* To be done
Rewrite the entries below, substituting "bounding rectangle" for every occurrence of "bounding box" and leaving everything else unchanged.

* Source data
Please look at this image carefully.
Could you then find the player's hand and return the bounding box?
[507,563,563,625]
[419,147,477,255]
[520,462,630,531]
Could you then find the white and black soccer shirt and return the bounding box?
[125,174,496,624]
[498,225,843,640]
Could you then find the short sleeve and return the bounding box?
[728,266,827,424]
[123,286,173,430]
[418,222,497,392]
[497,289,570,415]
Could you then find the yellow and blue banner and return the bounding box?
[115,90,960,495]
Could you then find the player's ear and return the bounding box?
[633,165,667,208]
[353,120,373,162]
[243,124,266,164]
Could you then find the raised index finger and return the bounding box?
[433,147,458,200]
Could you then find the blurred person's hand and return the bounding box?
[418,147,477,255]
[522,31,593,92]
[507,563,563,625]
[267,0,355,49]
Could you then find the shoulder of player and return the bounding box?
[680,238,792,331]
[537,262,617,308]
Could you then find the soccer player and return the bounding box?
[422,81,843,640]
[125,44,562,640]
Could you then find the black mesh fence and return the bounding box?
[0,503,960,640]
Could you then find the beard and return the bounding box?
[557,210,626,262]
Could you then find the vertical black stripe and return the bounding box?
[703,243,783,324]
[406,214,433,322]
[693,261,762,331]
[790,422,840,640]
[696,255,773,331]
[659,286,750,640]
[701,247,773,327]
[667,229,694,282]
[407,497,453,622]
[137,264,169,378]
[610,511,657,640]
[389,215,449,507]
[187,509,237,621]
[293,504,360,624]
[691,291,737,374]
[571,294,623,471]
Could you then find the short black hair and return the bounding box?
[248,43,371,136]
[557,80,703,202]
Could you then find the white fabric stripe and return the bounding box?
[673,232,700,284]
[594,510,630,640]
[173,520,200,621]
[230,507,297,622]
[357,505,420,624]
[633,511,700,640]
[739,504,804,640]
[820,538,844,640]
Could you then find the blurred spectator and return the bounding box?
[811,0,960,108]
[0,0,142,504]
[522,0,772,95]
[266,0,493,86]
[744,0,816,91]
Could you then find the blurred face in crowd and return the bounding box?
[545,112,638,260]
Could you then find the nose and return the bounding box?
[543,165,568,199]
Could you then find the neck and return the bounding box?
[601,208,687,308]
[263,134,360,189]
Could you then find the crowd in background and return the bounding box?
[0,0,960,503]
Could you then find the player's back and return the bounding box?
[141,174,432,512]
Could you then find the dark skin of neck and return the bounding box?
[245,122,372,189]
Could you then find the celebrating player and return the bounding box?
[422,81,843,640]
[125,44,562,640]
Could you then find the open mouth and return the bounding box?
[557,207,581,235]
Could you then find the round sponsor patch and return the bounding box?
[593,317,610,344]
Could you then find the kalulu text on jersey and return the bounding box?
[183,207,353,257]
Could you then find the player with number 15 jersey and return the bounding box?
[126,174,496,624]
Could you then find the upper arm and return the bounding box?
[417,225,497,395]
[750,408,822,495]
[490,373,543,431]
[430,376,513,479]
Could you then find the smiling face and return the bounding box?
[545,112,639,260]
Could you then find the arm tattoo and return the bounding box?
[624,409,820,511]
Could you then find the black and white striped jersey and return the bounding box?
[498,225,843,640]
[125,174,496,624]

* Complete response
Please look at this image carefully.
Could you then find the player's hand and return the bounding rectangle?
[507,563,563,625]
[419,147,477,255]
[520,462,630,531]
Could you then find the white and black soccer shirt and return the bounding rectangle?
[125,174,496,624]
[498,225,843,640]
Could you then find the short sleeve and return the bounding rectangle?
[728,266,827,424]
[123,286,173,430]
[418,222,497,392]
[497,289,570,415]
Could you then find the yellow and blue banner and return the bounding rectangle?
[115,90,960,495]
Could you then find the player's ear and return the bounding rectangle?
[633,165,667,208]
[353,120,373,162]
[243,124,266,164]
Could you then find the raised index finger and return the bounding rectangle?
[433,147,458,200]
Could you then find the blurred person's hand and return the bounding rectangle?
[418,147,477,255]
[522,31,593,92]
[507,563,563,625]
[267,0,355,49]
Could you then find the shoulder of player and return the bounding rectangle?
[680,238,792,331]
[537,262,617,308]
Could you then find the soccer player and return the bounding rectangle?
[422,81,843,640]
[125,44,562,640]
Could you then find the black mesh fence and return the bounding rectangle?
[0,503,960,640]
Could you then find the beard and return the bounding rectangle?
[557,210,626,262]
Could you then find the vertical black stripe and return the bounding rectangle?
[703,243,783,324]
[406,214,433,322]
[693,261,762,331]
[790,422,840,640]
[696,255,773,331]
[659,286,750,640]
[701,247,773,327]
[667,229,694,282]
[407,497,453,622]
[137,264,169,378]
[610,511,657,640]
[389,215,449,507]
[187,509,237,621]
[293,504,360,624]
[691,291,737,374]
[571,294,623,471]
Could you then find the short black hair and return the bounding rectangle?
[248,43,371,136]
[557,80,703,202]
Could you then find the white fabric stripe and return the bounding rectangle?
[673,232,700,284]
[594,510,630,640]
[173,520,200,621]
[230,507,297,622]
[357,505,420,624]
[633,511,700,640]
[739,504,804,640]
[820,538,844,640]
Could you then find the blurred spectator and return the bounding rectangle?
[811,0,960,108]
[0,0,142,504]
[522,0,772,95]
[266,0,493,86]
[744,0,816,91]
Could you then find the blurred face in crowd and return the bounding rectangle?
[545,112,638,260]
Could you then find the nose and return the bounding rectangle?
[543,165,568,199]
Could you then find the neck and return the bounding rectangle?
[601,208,687,308]
[263,134,360,189]
Could you then find the crowd in background and return the bounding rectangle?
[0,0,960,503]
Could you then find the player's back and return the bounding rectangle?
[141,174,432,512]
Could you then find the dark skin of neck and return the bounding rectangle?
[245,122,372,189]
Could you then find the celebrating player and return the bounding rectangle?
[422,81,843,640]
[125,44,562,640]
Could you then find the open mouth and return the bounding rectangle?
[557,207,581,235]
Could you then find the round sponsor patch and return the bounding rectangle?
[593,317,610,344]
Could you then find the kalulu text on jersey and return the bounding rectangle?
[183,207,353,257]
Could you then find the player with number 15 jersey and return the bounding rectangle?
[126,174,496,624]
Could you then find the upper arm and return the bounding rectangle?
[417,225,497,395]
[750,408,822,495]
[490,373,543,431]
[430,376,513,479]
Could you then find the smiling face and return the bounding rectangle?
[545,112,639,260]
Could you then find the arm tattoo and return the bounding rectangle?
[624,409,820,511]
Could you then find the black and white striped jersey and return the bounding rectangle?
[498,225,843,640]
[125,174,496,624]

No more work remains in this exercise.